**Instrucciones de trabajo:**
1. Enumera todas las ciudades que se mencionan en el texto sobre Kraftwerk.
2. Prosigue el texto sobre Kraftwerk a partir de su última frase.

:: Fragmento del documento ::

Pocos artistas pueden decir que han imaginado un camino. En la música hay contadas excepciones a la redundancia porque las revoluciones raramente se consiguen sin moverse de los confortables cuatro acordes. Pero si un grupo cambió el código y la estética de su tiempo, principios de los 70, y generó reverberaciones que llegan hasta el presente, esos fueron Kraftwerk. Y eso que Florian Schenider y Ralf Hüttler –este último es el único de los miembros originales que sigue gobernando la máquina–, no es que tengan la temperatura como argumento creativo. Sin embargo, gracias a su congénita frialdad de Düsseldorf cambiaron la historia de la música. Sus creaciones, que al principio eran carne de galería de arte –se les veía como unos nuevos John Cage– se abrieron al público masivo y ahora regresan al ámbito primigenio: el grupo celebra ocho noches seguidas en el Museo Guggenheim de Bilbao en homenaje a sus ocho trabajos más celebrados que tocarán íntegros.
Sus primeros materiales, homónimos (kraftwerk quiere decir «central de energía»), no trascendieron la escena local y «Ralf und Florian» (1973) les sirvió apenas de tarjeta de presentación para su primer gran trabajo, «Autobahn» (1974). Ese álbum fue su autopista hacia los circuitos comerciales y presentó al mundo su seña de identidad: el vocoder, ese efecto metálico que se aplica a la voz. Para muchos, fue el primer disco electrónico de la historia (hubo anteriores grabaciones pero no como el resultado del trabajo de una banda pop) y su influencia fue masiva.
w desafíos musicales
Aquel álbum estaba en todos los dormitorios de los pioneros de la escena techno que unos años después irrumpirá en Detroit y Chicago la década siguiente. Su propuesta futurista planteaba desafíos. ¿Hay alguien generando esos sonidos o son sólo máquinas autómatas? Presentaban una música desanclada de cualquier tradición pero al mismo tiempo genuinamente teutona, cantada en ese idioma algorítmico y además metalizado con efectos. Una ¿música? repetitiva, monótona, robotizada, sin alma, y sin embargo más parecida a una sinfonía o una ópera moderna que la mayor parte de los discos comerciales, repletos de cortes de tres minutos de nadería pop. Los más escépticos les restaron cualquier mérito, especialmente quienes no comprendían ningún estilo que no tomase de referencia el rock anglosajón.

:::
:: Datos de entrada ::

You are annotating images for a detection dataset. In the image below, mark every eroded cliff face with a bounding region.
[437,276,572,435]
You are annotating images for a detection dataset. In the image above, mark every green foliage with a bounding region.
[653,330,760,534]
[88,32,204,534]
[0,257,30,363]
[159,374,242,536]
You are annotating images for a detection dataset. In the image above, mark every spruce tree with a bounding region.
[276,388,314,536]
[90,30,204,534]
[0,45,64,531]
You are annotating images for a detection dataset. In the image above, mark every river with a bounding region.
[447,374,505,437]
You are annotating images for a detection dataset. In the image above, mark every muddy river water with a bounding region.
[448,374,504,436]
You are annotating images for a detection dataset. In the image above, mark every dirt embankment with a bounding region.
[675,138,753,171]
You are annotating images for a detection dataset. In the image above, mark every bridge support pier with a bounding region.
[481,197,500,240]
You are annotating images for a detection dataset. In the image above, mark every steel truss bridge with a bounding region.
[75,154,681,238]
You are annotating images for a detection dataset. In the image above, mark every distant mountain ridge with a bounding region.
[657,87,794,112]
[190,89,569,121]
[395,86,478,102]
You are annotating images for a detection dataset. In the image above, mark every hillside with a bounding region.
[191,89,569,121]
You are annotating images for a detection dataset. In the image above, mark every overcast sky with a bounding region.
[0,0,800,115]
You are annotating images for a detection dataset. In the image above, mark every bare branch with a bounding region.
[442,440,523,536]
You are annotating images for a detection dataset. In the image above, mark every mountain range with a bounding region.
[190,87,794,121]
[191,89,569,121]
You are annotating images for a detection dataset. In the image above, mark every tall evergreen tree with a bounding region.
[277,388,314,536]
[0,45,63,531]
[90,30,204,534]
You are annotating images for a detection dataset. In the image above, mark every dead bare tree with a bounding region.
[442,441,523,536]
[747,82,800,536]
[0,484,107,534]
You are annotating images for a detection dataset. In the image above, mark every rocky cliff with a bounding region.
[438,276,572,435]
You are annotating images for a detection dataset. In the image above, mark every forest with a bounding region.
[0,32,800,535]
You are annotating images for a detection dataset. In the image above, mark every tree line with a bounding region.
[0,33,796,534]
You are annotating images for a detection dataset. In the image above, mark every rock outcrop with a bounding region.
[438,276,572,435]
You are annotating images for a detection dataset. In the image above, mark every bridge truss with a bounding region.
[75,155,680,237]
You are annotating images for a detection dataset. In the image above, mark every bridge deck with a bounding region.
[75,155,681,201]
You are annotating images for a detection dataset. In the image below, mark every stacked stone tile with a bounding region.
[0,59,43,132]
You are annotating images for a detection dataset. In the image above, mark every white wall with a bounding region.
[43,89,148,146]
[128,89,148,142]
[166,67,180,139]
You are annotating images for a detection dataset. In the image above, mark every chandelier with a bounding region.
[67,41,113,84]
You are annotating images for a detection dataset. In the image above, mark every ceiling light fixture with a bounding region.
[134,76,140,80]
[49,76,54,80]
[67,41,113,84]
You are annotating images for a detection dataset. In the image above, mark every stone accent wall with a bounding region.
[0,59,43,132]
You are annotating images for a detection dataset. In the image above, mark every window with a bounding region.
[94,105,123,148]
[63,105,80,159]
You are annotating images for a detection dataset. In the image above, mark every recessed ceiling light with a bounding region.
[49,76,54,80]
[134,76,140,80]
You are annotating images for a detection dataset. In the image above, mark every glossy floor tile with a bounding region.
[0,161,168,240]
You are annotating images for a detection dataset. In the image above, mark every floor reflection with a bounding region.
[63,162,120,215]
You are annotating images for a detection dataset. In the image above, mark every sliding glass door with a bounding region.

:::

**Soluciones:**
1. Düsseldorf, Bilbao, Detroit y Chicago.

2.
Tras un primer disco en el que había instrumentos clásicos, Kraftwerk siguieron generando trabajos respaldados por un concepto. Serán los álbumes que interpreten en el Guggenheim del 7 al 14 de octubre: «Radio-Activity» (1975), «Trans Europe Express» (1977), «The Man-Machine» (1978), «Computer World» (1981), «Techno Pop» (1986), «The Mix» (1991) y «Tour de France» (2003). La formación actual, integrada por Hütter, Fritz Hilpert, Henning Schmitz y Falk Grieffenhagen, celebrará el 20 aniversario del museo con el repaso a su discografía en todo su esplendor, ya que los sonidos irán acompañados de un espectáculo de imágenes 3D que, según ha relatado Hüttler, siempre estuvo en sus cabezas cuando escribían las canciones como sinfonías visuales.
Habrá tiempo para repasar el concepto de hombre-máquina que inspiró «The Man Machine» y de cruzar Europa en el viejo tren de «Trans Europe Express», convertido hoy casi en una reivindicación europeísta. Los afortunados podrán confirmar los presagios de la sociedad virtual que anticipaba «Computerworld» y «Electric café» y por último subirse al «Tour de France», que es otra metáfora para hablar de la existencia de un hombre-máquina. Una identidad mixta tan misteriosa como la de Hüttler y compañía. Porque tan importante como el contenido de su música ha sido el talante esquivo de los alemanes, que han rechazado con matemática precisión toda aparición pública y mediática, e inventaron una especie de mítico laboratorio creativo como refugio subterráneo al que llamaron metálicamente Kling Klang. Nunca se esforzaron en desmentir las leyendas sobre ellos y desistieron con bastante desidia de las colaboraciones de campanillas que les ofrecieron en la cima de su popularidad, entre otros, con David Bowie. Hombre o máquina, arte o entretenimiento, la cita es en el Guggenheim.